YOUR INSTRUCTIONS
Your task is to copy each line of the material that includes "with".
THE DATA section start
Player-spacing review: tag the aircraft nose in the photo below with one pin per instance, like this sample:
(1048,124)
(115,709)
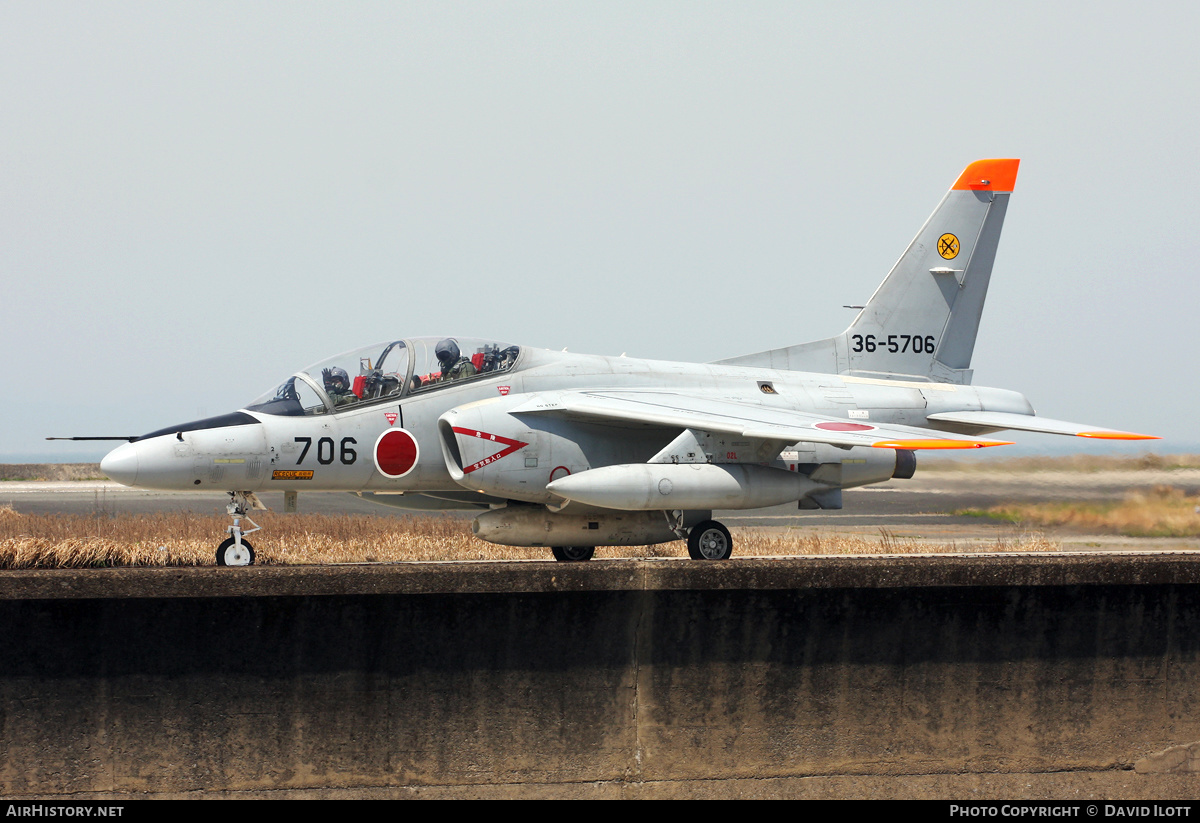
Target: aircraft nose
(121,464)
THE DATA section end
THE DATA section start
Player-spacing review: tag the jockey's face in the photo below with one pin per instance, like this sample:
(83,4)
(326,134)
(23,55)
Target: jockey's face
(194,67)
THE DATA section end
RESULT OF THIS EXERCISE
Player-spacing review: tag the aircraft nose in the photo below with one pin per instance, like this sample:
Player-spacing review: tag the jockey's face in the photo below with one pin per instance, like this sample:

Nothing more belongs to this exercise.